- [DATA FOR PROCESSING]
◆ ◆ ◆ ◆ ◆

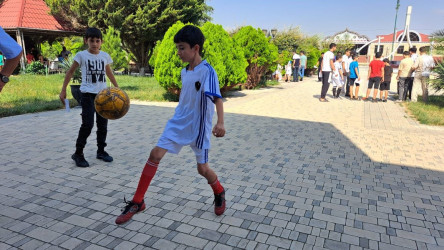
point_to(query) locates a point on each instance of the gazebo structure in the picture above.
(31, 23)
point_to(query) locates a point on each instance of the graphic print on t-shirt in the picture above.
(95, 71)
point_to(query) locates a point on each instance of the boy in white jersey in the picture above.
(338, 77)
(191, 123)
(95, 66)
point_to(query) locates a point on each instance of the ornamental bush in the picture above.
(258, 51)
(35, 68)
(219, 50)
(168, 65)
(224, 55)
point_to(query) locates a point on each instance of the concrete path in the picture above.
(299, 174)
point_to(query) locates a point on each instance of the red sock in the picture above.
(145, 179)
(217, 187)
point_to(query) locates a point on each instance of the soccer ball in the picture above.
(112, 103)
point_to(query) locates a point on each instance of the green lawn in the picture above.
(35, 93)
(431, 113)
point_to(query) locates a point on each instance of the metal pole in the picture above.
(394, 29)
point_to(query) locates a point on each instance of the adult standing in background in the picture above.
(303, 65)
(423, 66)
(65, 53)
(320, 67)
(346, 60)
(296, 64)
(327, 67)
(12, 51)
(413, 56)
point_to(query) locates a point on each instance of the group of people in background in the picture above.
(342, 71)
(295, 67)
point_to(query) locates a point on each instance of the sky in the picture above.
(327, 17)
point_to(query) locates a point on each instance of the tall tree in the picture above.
(141, 23)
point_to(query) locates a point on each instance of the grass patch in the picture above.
(36, 93)
(431, 113)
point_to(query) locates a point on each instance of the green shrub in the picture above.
(35, 68)
(438, 82)
(224, 55)
(258, 51)
(168, 65)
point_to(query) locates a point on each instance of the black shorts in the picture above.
(385, 86)
(353, 82)
(374, 81)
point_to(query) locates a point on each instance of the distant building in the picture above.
(367, 53)
(417, 40)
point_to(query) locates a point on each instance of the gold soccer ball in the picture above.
(112, 103)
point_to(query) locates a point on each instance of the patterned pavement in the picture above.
(299, 174)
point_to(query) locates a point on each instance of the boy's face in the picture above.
(185, 52)
(94, 44)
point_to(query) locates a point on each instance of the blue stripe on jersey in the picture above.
(213, 84)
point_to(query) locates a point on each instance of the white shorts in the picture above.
(174, 148)
(337, 82)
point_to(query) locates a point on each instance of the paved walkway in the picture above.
(299, 174)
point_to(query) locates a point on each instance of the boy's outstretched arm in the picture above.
(110, 75)
(219, 129)
(68, 77)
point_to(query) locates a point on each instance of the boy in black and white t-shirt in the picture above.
(95, 66)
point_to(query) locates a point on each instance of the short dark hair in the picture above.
(192, 35)
(93, 33)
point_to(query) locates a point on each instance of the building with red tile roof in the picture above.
(31, 22)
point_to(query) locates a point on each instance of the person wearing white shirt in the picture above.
(422, 67)
(337, 77)
(327, 68)
(346, 60)
(413, 56)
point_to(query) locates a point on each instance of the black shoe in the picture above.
(219, 203)
(104, 156)
(80, 160)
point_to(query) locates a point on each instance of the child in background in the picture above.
(95, 66)
(385, 85)
(355, 78)
(338, 77)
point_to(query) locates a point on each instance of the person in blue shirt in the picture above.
(12, 51)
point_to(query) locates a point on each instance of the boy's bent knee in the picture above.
(157, 154)
(203, 168)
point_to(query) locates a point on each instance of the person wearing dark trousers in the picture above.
(346, 60)
(413, 56)
(327, 67)
(296, 64)
(320, 68)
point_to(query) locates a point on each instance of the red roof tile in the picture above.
(30, 14)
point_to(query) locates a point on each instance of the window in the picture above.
(381, 49)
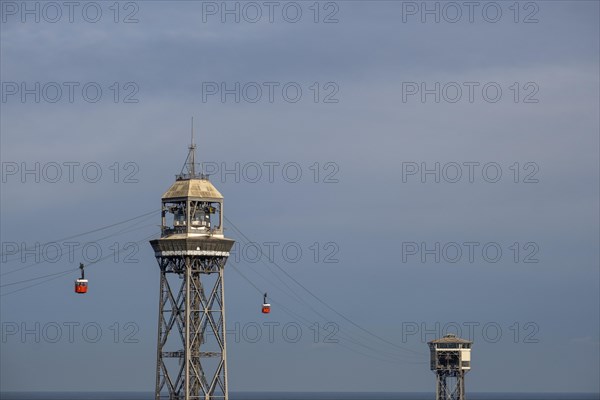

◆ ◆ ◆ ◆ ◆

- [CHALLENGE]
Print the listing above again, reproducing every line unchanged, but leave out the pictures.

- [OUTPUT]
point_to(query) locates a point on each instance of the gazebo structure in the picture above.
(31, 23)
point_to(query) locates a point on each instance of the graphic print on t-shirt in the picture above.
(95, 71)
point_to(query) locates a point on each instance of the boy in white jersey in the picture above.
(338, 77)
(191, 123)
(95, 66)
point_to(query) locates a point on each instance of the ornamental bush in the picture above.
(258, 51)
(35, 68)
(219, 50)
(168, 65)
(224, 55)
point_to(query) locates a point on each instance of the concrete path in the picture above.
(299, 174)
point_to(query) locates a point on each instance of the red sock in the picture above.
(145, 179)
(217, 187)
point_to(query) locates a point on each instance of the soccer ball in the picture above.
(112, 103)
point_to(query) locates a point on each instance of the green lawn in the picture above.
(35, 93)
(431, 113)
point_to(query) locates a point on each instance of the metal pole in the picture above.
(394, 29)
point_to(query) locates a point on each instance of the adult standing in background in the picture above.
(303, 65)
(423, 66)
(65, 53)
(320, 67)
(346, 60)
(296, 64)
(327, 67)
(12, 51)
(413, 56)
point_to(query) locates a point on each instance of the group of people in background in the picture above.
(342, 71)
(295, 67)
point_to(query) locates a point on each instance of the sky in the picture above.
(327, 17)
point_to(query) locates a point on each instance of the tall tree in the picture above.
(141, 23)
point_to(query) locates a point on each instance of the grass patch in the picture above.
(36, 93)
(431, 113)
point_to(query) locates a point on each instance of the green shrub in the picture above.
(35, 68)
(438, 82)
(224, 55)
(258, 51)
(168, 65)
point_to(query) locates a point on each instance of the black shorts in the picture above.
(385, 86)
(353, 82)
(374, 81)
point_to(query) locates a point on each instance of the distant building in the picture above.
(367, 53)
(417, 40)
point_to(query) locates a point on each instance of the gold soccer ball in the picture above.
(112, 103)
point_to(query) locates a point on each instance of the patterned pavement in the picture above.
(299, 174)
point_to(query) locates a point on each instance of the boy's face in the picture above.
(185, 52)
(94, 44)
point_to(query) locates a point on each instance of the blue stripe on jersey in the picture above.
(213, 84)
point_to(query) locates a point on each instance of the white shorts in the picture above.
(174, 148)
(337, 82)
point_to(query) locates a point on each instance of the paved walkway in the picture above.
(299, 174)
point_to(query) locates a point on each instance of the boy's outstretched arm in the picture above.
(110, 75)
(219, 129)
(68, 77)
point_to(query) locates a point on each instance of the boy in black and white t-shirt in the picture above.
(95, 66)
point_to(query) locates a point on each instance of the short dark hair in the picture above.
(192, 35)
(93, 33)
point_to(query) locates a point on each instance of the building with red tile roof in the picture above.
(31, 22)
point_to(query) locates a point on each instance of the person wearing white shirt in the picture above.
(422, 67)
(337, 77)
(327, 68)
(346, 60)
(413, 56)
point_to(query) locates a point on each instance of the black shoe in the picture above.
(219, 203)
(104, 156)
(80, 160)
point_to(query) locates a point on each instance of the child in background in the picture above.
(95, 66)
(385, 85)
(355, 78)
(338, 77)
point_to(query) locates a point on each instance of the person in blue shirt in the picture above.
(12, 51)
point_to(query) locates a point on each instance of the boy's bent knee in the picture above.
(157, 154)
(203, 168)
point_to(query) locates a point on each instance of the person wearing dark trousers in the picture above.
(346, 60)
(413, 56)
(327, 67)
(296, 64)
(320, 68)
point_to(query) locates a point on each instance of the red roof tile in the picture above.
(30, 14)
point_to(query) locates a point on each instance of the window in the picture above.
(381, 49)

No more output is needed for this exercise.